▸ **The request**
Arrange the lines from the very first one through the line containing "Query: sheep's ear", both included, as a JSON list of strings with one string per line and blank lines left out.

******************************

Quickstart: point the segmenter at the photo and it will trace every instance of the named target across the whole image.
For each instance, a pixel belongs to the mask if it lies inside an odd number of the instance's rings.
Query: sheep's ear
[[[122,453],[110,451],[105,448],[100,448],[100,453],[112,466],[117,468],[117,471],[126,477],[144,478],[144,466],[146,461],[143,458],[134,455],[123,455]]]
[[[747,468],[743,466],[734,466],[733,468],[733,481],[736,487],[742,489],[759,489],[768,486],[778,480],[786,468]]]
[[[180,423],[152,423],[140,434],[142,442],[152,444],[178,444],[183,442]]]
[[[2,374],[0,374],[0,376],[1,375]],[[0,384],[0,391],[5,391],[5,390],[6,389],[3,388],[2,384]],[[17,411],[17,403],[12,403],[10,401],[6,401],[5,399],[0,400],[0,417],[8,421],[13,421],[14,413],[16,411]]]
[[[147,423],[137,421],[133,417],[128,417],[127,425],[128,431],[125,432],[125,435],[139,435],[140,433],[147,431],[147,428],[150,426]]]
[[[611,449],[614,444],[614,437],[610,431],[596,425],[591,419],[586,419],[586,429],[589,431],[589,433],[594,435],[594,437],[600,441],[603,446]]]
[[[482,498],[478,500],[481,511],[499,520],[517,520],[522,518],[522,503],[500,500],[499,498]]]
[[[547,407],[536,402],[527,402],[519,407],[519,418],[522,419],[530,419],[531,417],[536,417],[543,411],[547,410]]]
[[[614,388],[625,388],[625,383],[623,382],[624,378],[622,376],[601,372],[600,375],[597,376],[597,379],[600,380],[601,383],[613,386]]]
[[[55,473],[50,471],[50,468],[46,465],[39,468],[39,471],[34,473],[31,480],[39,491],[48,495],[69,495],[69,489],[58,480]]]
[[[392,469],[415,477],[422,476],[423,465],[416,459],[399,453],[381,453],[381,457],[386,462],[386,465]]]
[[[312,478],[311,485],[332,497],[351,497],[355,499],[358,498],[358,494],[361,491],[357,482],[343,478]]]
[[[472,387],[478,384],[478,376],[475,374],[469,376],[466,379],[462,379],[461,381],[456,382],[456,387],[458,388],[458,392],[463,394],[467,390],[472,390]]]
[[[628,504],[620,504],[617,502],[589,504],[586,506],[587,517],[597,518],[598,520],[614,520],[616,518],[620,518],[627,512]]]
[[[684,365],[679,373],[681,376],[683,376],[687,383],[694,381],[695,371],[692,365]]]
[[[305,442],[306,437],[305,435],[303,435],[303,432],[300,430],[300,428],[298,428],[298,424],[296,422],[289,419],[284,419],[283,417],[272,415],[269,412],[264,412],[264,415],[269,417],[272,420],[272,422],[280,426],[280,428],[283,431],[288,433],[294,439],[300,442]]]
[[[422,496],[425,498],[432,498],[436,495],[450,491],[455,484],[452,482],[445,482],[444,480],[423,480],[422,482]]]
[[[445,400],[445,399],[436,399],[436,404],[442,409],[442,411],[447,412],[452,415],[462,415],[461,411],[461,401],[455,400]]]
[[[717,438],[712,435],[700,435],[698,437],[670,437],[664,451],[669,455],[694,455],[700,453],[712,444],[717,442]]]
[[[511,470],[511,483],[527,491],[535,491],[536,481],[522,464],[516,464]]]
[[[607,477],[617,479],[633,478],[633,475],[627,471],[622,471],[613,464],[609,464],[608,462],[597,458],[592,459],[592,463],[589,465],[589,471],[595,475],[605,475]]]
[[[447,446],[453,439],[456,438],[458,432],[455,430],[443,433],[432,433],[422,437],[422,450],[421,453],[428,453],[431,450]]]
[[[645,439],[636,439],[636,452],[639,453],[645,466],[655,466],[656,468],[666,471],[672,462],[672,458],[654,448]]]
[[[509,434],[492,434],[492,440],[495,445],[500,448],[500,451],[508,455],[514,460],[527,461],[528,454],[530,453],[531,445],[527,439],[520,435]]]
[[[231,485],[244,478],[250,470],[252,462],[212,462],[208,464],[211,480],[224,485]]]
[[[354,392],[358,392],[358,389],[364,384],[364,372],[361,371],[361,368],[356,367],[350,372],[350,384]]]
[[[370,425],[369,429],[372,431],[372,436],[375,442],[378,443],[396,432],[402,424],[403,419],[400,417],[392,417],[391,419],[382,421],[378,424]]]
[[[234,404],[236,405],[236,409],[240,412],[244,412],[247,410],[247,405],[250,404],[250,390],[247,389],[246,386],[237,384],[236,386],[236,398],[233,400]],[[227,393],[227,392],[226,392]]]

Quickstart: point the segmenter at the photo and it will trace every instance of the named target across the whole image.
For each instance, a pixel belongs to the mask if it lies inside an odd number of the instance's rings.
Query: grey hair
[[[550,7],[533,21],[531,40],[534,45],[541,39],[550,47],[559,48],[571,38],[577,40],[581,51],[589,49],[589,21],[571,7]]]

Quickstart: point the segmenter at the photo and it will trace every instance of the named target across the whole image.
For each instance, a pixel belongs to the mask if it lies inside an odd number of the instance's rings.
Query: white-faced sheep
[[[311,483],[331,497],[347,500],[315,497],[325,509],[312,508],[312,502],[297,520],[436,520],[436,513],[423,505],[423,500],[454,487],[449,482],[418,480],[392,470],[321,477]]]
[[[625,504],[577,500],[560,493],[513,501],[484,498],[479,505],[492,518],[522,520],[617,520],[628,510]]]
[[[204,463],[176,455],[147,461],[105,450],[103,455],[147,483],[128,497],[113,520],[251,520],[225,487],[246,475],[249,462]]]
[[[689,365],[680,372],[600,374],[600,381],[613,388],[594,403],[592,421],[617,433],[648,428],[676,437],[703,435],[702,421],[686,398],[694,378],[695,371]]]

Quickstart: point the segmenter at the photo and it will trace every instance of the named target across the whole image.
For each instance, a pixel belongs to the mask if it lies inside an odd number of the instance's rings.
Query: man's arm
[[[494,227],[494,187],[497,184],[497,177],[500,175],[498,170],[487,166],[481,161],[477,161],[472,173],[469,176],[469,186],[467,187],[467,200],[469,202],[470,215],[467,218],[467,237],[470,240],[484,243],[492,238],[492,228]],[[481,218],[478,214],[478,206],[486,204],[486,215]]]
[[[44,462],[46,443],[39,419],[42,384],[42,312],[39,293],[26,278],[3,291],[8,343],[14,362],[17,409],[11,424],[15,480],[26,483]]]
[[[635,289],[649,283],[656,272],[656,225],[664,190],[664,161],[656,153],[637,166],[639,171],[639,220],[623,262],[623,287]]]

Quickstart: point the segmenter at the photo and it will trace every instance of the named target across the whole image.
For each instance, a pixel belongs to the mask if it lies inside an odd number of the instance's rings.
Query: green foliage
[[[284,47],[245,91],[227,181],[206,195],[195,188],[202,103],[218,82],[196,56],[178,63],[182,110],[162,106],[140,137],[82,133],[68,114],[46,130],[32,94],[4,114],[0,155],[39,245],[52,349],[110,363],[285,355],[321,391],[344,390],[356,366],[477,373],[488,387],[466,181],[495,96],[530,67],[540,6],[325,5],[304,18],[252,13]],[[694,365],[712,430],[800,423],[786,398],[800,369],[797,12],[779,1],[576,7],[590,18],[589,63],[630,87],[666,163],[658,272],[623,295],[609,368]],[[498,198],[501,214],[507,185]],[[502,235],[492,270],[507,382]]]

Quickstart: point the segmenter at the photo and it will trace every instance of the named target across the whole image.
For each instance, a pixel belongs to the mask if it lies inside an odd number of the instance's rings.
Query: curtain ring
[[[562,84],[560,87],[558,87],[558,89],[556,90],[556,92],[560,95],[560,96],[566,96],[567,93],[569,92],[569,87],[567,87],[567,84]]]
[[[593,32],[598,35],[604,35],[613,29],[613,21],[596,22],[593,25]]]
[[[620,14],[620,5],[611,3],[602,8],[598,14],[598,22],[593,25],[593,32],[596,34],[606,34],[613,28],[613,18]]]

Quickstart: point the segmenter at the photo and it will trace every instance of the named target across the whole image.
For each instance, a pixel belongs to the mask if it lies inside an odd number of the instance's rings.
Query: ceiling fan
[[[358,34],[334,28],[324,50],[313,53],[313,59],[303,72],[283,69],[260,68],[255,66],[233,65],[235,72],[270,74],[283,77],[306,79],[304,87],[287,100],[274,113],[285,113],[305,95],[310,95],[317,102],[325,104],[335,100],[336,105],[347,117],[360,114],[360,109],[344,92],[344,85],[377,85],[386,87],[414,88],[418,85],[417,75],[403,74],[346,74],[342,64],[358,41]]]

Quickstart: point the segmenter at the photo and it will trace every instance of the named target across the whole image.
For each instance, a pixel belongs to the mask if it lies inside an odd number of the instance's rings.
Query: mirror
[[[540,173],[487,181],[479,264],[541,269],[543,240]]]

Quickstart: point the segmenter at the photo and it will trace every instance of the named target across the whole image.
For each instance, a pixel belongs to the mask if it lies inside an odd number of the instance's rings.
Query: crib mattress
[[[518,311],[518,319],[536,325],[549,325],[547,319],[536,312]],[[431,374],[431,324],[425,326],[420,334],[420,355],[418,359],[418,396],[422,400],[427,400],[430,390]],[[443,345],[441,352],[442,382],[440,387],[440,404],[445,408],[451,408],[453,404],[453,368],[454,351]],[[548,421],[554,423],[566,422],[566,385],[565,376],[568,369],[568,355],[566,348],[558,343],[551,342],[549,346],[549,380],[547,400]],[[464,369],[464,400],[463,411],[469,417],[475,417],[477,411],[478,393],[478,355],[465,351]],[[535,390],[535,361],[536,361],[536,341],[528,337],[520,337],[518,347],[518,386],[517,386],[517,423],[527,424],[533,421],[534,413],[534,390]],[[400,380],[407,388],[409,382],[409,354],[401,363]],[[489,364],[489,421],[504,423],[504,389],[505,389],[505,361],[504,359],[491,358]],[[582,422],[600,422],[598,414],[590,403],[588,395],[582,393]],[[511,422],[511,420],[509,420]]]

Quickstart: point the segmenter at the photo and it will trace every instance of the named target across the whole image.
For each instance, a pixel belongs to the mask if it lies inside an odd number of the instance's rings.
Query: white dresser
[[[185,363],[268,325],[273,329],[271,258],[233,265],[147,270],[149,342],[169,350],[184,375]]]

******************************

▸ **The solution**
[
  "Quickstart: point the segmenter at the photo and it will trace every instance of the named target across the whole image.",
  "For each instance, a pixel belongs to the mask if it lies inside an odd number of the instance's rings.",
  "Query: sheep's ear"
]